[Saved data entries]
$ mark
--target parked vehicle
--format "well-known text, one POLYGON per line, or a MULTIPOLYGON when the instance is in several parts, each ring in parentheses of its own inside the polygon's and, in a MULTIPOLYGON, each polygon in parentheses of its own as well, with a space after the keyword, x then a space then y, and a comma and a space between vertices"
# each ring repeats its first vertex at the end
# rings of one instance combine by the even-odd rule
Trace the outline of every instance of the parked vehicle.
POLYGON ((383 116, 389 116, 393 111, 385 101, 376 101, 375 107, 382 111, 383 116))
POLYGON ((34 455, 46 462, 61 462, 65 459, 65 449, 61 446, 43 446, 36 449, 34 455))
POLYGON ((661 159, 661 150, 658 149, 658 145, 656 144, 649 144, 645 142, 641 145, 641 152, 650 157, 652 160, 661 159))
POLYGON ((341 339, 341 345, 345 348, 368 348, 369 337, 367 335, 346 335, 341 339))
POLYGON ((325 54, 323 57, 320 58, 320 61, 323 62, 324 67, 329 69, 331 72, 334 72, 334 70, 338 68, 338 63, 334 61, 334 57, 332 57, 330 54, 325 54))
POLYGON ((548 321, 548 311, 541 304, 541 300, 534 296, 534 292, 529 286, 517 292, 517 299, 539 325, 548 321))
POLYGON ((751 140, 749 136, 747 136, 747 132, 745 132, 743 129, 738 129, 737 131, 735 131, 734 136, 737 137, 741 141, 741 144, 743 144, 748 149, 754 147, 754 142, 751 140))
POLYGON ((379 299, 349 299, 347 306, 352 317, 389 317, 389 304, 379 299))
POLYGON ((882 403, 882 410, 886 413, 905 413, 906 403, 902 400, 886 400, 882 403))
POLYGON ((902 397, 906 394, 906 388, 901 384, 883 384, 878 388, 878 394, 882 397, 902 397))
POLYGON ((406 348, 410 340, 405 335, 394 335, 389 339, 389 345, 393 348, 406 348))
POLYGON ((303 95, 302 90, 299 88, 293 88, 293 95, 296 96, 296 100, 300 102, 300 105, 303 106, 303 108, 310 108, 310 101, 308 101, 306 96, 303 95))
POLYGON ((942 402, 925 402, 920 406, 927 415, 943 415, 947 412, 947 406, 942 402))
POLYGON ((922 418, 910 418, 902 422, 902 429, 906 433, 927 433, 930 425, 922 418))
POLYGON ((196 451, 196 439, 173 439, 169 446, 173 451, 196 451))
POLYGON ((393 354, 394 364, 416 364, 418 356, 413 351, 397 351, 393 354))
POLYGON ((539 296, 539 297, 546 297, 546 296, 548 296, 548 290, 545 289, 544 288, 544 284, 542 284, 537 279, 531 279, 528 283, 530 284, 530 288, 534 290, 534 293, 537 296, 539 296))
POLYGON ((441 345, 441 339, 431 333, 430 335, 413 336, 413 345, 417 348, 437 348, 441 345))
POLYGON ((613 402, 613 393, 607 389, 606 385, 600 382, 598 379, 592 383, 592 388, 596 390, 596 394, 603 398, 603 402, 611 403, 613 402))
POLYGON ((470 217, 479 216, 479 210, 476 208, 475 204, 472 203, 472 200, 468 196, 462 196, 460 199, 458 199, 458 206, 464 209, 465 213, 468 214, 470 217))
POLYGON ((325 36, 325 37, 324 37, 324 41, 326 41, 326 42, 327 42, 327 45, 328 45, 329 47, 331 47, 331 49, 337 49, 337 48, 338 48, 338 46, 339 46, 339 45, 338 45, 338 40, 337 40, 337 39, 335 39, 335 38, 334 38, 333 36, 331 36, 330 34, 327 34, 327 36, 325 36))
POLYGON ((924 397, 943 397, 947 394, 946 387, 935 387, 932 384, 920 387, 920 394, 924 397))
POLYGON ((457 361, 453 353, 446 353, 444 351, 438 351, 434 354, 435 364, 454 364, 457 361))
* * *
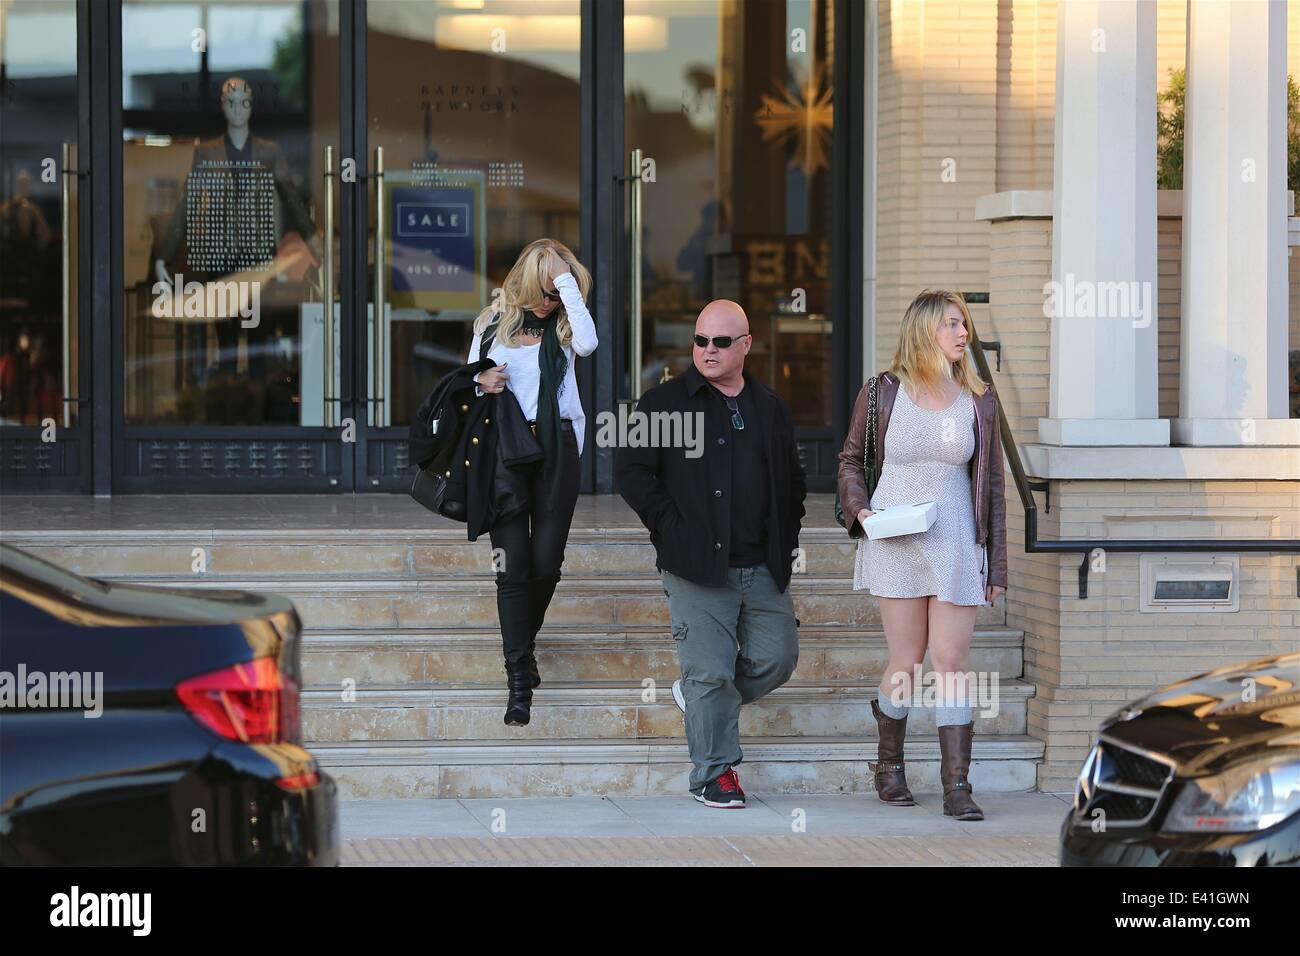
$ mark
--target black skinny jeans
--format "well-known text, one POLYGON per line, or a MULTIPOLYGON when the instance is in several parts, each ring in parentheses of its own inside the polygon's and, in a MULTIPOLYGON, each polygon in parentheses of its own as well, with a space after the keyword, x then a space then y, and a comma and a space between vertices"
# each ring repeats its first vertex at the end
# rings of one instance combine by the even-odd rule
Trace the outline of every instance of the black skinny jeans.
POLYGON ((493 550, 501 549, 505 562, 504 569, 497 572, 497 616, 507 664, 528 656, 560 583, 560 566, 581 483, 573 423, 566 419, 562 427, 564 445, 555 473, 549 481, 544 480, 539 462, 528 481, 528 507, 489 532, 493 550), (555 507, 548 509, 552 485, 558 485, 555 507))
--
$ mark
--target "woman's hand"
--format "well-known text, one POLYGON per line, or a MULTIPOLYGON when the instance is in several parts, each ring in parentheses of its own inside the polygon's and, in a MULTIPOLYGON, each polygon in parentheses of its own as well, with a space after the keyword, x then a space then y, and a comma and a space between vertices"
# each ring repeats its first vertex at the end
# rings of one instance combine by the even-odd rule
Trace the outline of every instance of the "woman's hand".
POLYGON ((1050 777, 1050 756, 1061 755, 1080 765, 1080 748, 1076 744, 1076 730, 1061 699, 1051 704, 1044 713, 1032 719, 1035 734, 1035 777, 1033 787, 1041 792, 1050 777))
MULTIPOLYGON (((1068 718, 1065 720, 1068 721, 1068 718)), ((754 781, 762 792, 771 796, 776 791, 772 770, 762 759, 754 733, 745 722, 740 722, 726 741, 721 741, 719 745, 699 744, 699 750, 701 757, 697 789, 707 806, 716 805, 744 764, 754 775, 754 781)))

▶ **What to do**
Please give the number of lines above in which the word "target" appears, without any other text.

▶ **Output of the task**
3